*DIRECTIONS:* Exact duplicates of the lines from the top of the data through the line containing "box: [127, 125, 251, 1033]" are needed, with every picture left out.

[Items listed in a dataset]
****
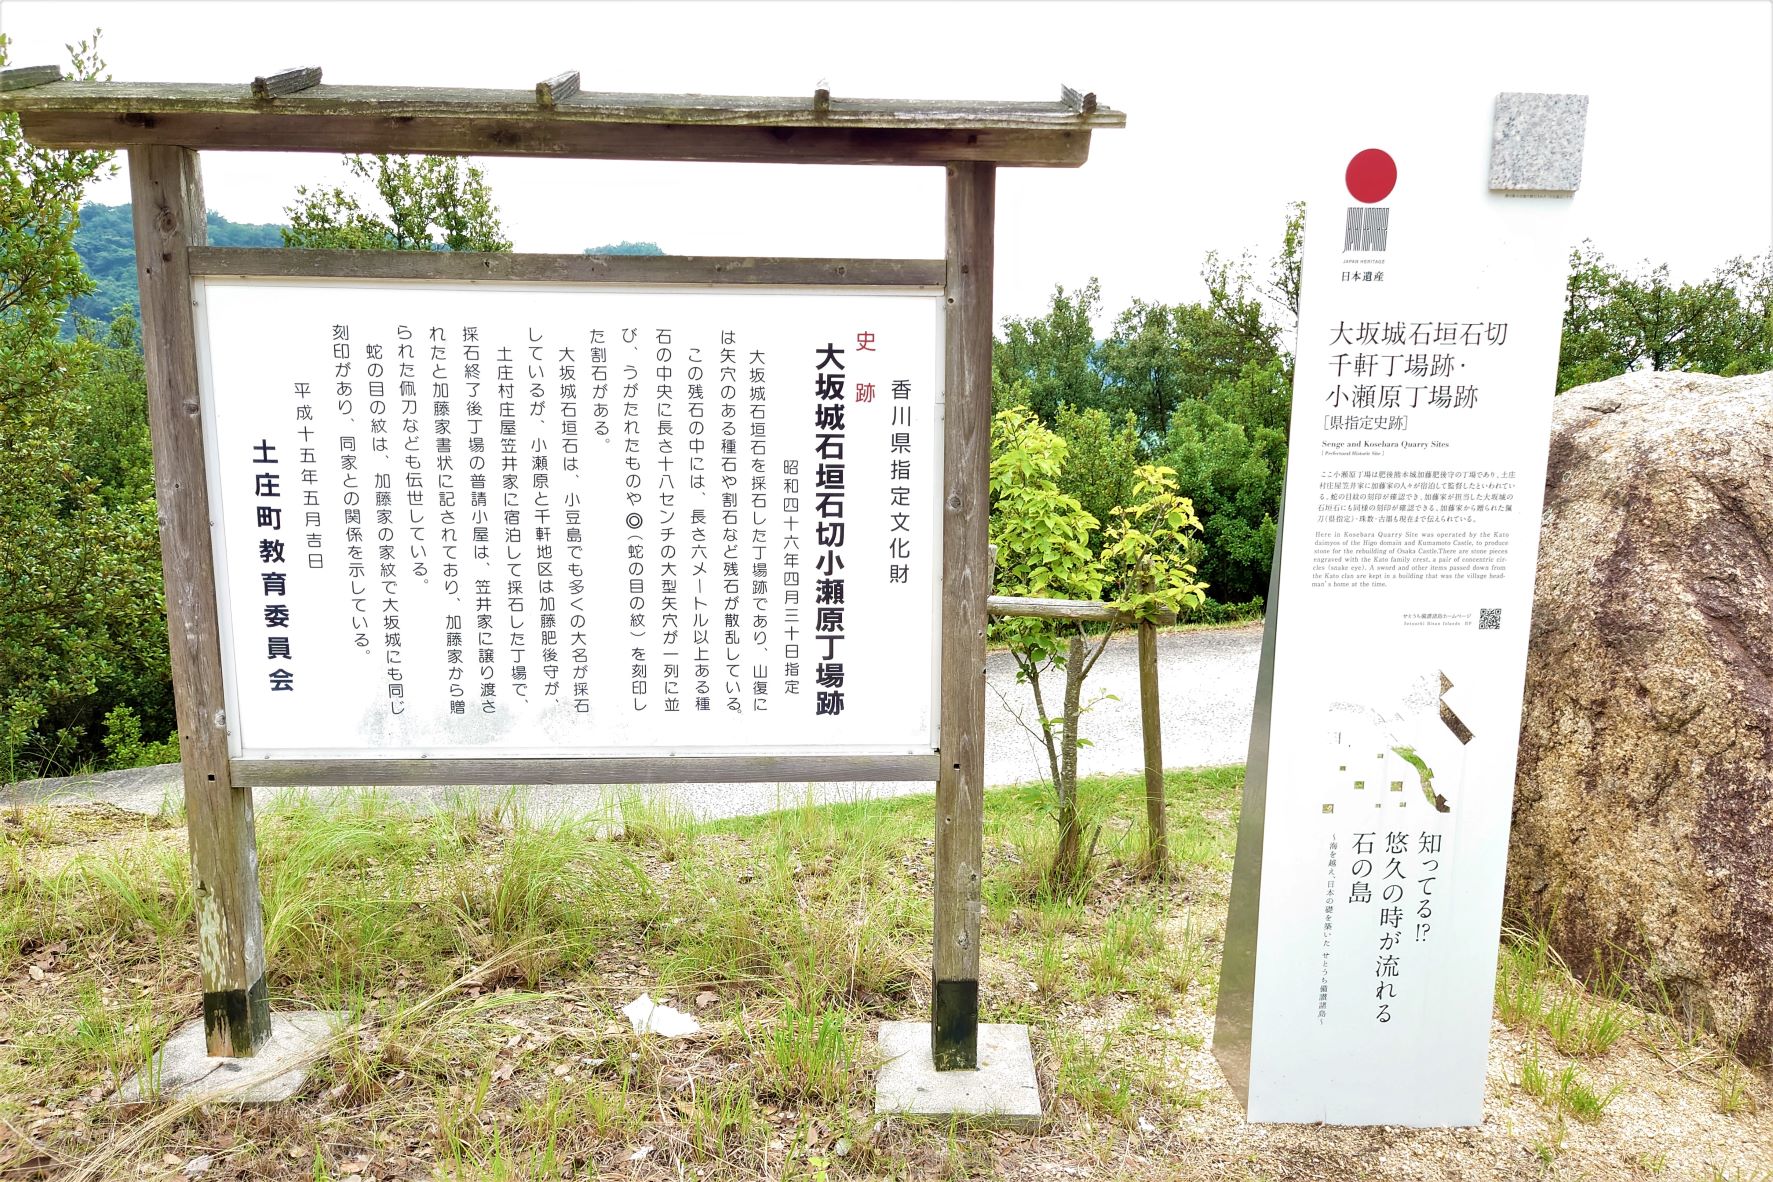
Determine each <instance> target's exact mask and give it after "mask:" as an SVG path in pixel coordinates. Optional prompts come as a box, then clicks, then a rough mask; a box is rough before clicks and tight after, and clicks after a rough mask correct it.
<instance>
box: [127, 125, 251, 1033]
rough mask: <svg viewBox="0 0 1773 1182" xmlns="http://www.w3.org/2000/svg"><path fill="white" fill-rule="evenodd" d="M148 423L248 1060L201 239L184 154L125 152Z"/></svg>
mask: <svg viewBox="0 0 1773 1182" xmlns="http://www.w3.org/2000/svg"><path fill="white" fill-rule="evenodd" d="M129 195H131V204H133V214H135V257H137V278H138V280H140V292H142V351H144V354H145V363H147V420H149V429H151V434H152V441H154V494H156V500H158V505H160V553H161V571H163V574H165V585H167V624H168V638H170V643H172V691H174V700H176V704H177V719H179V757H181V762H183V766H184V813H186V822H188V826H190V840H191V888H193V891H195V893H197V939H199V950H200V953H202V955H200V960H202V982H204V1030H206V1031H207V1042H209V1053H211V1054H236V1056H243V1054H254V1053H255V1051H257V1049H259V1047H261V1046H262V1044H264V1040H266V1038H268V1037H269V1033H271V1010H269V1005H268V999H266V992H264V932H262V918H261V911H259V854H257V840H255V835H254V817H252V792H250V790H245V789H239V787H236V785H234V782H232V778H230V774H229V755H227V718H225V714H223V698H222V642H220V631H218V620H216V595H215V564H213V556H211V548H209V503H207V484H206V480H204V439H202V418H200V416H202V404H200V400H199V390H197V337H195V326H193V317H191V284H190V273H188V271H186V250H188V246H191V245H202V241H204V234H206V229H204V227H206V222H204V191H202V177H200V174H199V170H197V152H191V151H186V149H179V147H138V149H131V151H129Z"/></svg>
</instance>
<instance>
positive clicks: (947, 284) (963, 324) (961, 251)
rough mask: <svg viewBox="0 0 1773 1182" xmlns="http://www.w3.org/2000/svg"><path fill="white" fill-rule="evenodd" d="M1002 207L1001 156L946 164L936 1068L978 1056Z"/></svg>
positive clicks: (931, 1000) (937, 851) (936, 867)
mask: <svg viewBox="0 0 1773 1182" xmlns="http://www.w3.org/2000/svg"><path fill="white" fill-rule="evenodd" d="M995 207H996V165H993V163H950V165H949V214H947V237H949V280H947V340H945V349H947V360H945V369H943V385H945V392H943V399H945V422H943V434H941V439H943V461H941V466H943V471H941V489H943V502H941V679H940V686H941V739H940V743H941V766H940V769H938V778H936V955H934V973H933V978H934V980H933V989H931V1023H929V1051H931V1058H933V1060H934V1063H936V1070H954V1069H970V1067H977V1065H979V891H980V856H982V851H984V771H986V769H984V743H986V595H988V594H989V585H988V574H986V572H988V565H989V562H991V558H989V551H988V549H986V546H988V516H989V509H991V487H989V484H991V271H993V222H995Z"/></svg>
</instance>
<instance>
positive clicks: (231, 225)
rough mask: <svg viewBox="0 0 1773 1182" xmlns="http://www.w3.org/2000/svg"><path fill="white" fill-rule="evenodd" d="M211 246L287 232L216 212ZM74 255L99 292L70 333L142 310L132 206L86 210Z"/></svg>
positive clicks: (78, 300) (626, 245)
mask: <svg viewBox="0 0 1773 1182" xmlns="http://www.w3.org/2000/svg"><path fill="white" fill-rule="evenodd" d="M209 245H211V246H282V245H284V227H280V225H254V223H250V222H229V220H227V218H223V216H222V214H218V213H216V211H215V209H211V211H209ZM74 253H78V255H80V262H82V264H85V268H87V275H90V276H92V280H94V282H96V284H98V287H96V289H94V291H90V292H87V294H85V296H80V298H78V299H74V301H73V305H71V307H69V315H67V331H73V324H74V321H76V317H82V315H85V317H92V319H94V321H110V319H112V317H113V315H117V314H119V312H121V310H124V308H129V310H131V312H135V310H137V308H140V299H138V298H137V291H135V227H133V223H131V222H129V206H94V204H87V206H82V207H80V229H76V230H74ZM585 253H587V255H663V253H665V252H663V250H660V245H658V243H629V241H628V239H622V241H621V243H606V245H603V246H592V248H589V250H587V252H585Z"/></svg>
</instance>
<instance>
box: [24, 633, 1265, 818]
mask: <svg viewBox="0 0 1773 1182" xmlns="http://www.w3.org/2000/svg"><path fill="white" fill-rule="evenodd" d="M1261 649H1262V627H1261V626H1259V624H1255V626H1250V627H1238V629H1222V631H1207V633H1161V634H1160V636H1158V693H1160V700H1161V704H1163V762H1165V766H1168V767H1211V766H1216V764H1238V762H1241V760H1243V757H1245V751H1246V746H1248V741H1250V707H1252V704H1254V700H1255V665H1257V657H1259V656H1261ZM986 684H988V686H989V693H988V695H986V783H991V785H1005V783H1027V782H1032V780H1046V753H1044V750H1043V746H1041V743H1039V739H1035V735H1034V734H1030V732H1028V730H1027V728H1025V727H1023V723H1027V725H1028V727H1034V728H1039V723H1037V721H1035V712H1034V695H1032V693H1030V691H1028V688H1027V686H1018V684H1016V666H1014V663H1012V661H1011V656H1009V654H1007V652H993V654H991V657H989V661H988V672H986ZM1060 691H1062V682H1060V680H1058V679H1055V680H1053V688H1051V689H1050V691H1046V688H1044V682H1043V693H1046V696H1048V702H1053V700H1055V698H1058V695H1060ZM1103 693H1110V695H1115V698H1117V700H1097V698H1099V696H1101V695H1103ZM1085 700H1087V702H1089V700H1096V705H1094V707H1092V709H1090V711H1089V712H1087V714H1085V716H1083V725H1082V732H1083V735H1085V737H1087V739H1089V741H1090V746H1087V748H1083V750H1082V751H1078V766H1080V769H1082V771H1083V773H1085V774H1094V773H1126V771H1138V769H1140V767H1142V766H1144V739H1142V735H1140V725H1138V643H1136V642H1135V638H1133V636H1117V638H1115V640H1112V642H1110V643H1108V650H1106V652H1105V654H1103V656H1101V659H1099V661H1097V663H1096V668H1094V670H1092V672H1090V679H1089V682H1085ZM177 790H179V767H177V764H163V766H160V767H137V769H133V771H108V773H99V774H94V776H67V778H60V780H25V782H23V783H18V785H12V787H11V789H5V790H4V792H5V797H4V799H7V801H11V799H18V801H25V803H28V801H41V799H55V801H64V803H85V801H106V803H110V805H117V806H121V808H129V810H135V812H154V810H158V808H160V806H161V801H165V799H168V796H170V794H174V792H177ZM317 790H324V789H317ZM445 790H447V789H388V792H390V796H395V797H408V799H438V797H440V796H441V794H443V792H445ZM660 790H665V792H670V796H672V799H676V801H677V803H681V805H683V806H686V808H688V810H691V812H693V813H695V815H697V817H739V815H748V813H762V812H769V810H773V808H780V806H784V805H798V803H801V801H805V799H807V794H808V790H810V792H812V799H814V801H819V803H824V801H849V799H862V797H876V796H917V794H920V792H929V790H931V785H927V783H892V782H869V783H819V785H803V783H793V785H789V783H679V785H660ZM275 792H277V789H259V803H261V806H262V803H264V801H266V799H268V797H269V796H273V794H275ZM528 801H530V806H532V808H535V810H537V812H543V813H594V812H601V810H603V808H605V805H606V792H605V790H603V789H596V787H560V785H537V787H532V789H530V790H528Z"/></svg>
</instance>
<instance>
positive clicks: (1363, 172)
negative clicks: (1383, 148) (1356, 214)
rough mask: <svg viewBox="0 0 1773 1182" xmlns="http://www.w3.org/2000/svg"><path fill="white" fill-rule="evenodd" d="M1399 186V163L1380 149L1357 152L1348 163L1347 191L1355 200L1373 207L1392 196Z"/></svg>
mask: <svg viewBox="0 0 1773 1182" xmlns="http://www.w3.org/2000/svg"><path fill="white" fill-rule="evenodd" d="M1395 184H1397V161H1395V159H1392V156H1390V154H1388V152H1385V151H1383V149H1378V147H1369V149H1365V151H1362V152H1355V159H1351V161H1347V191H1349V195H1353V198H1355V200H1358V202H1363V204H1367V206H1371V204H1372V202H1378V200H1385V198H1386V197H1390V195H1392V188H1394V186H1395Z"/></svg>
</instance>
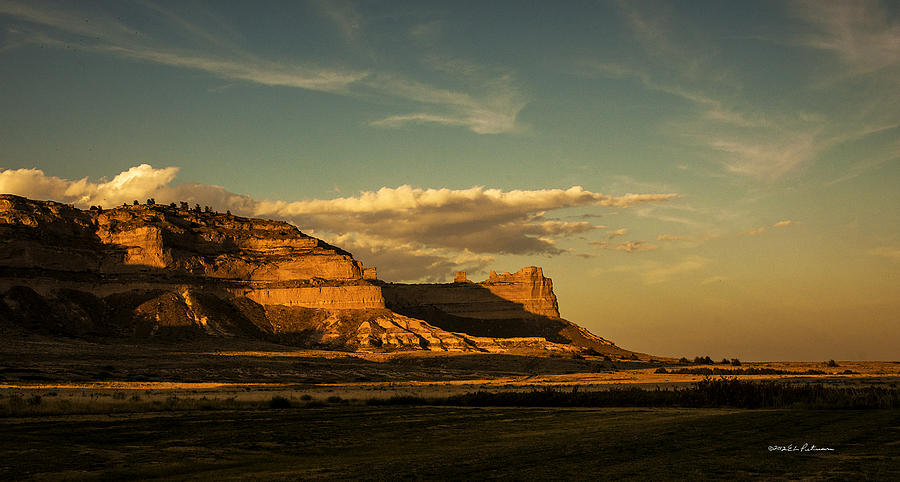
****
*ANSWER AREA:*
Determine each <instance> target's exact mask and give it after "mask:" as an SVG path in pixel coordinates. Optional prompts come as a box, then clicks, then a rough mask; a box is rough before clicks and tight after, and clicks after a rough mask correct it.
<instance>
box: [127, 125, 251, 1033]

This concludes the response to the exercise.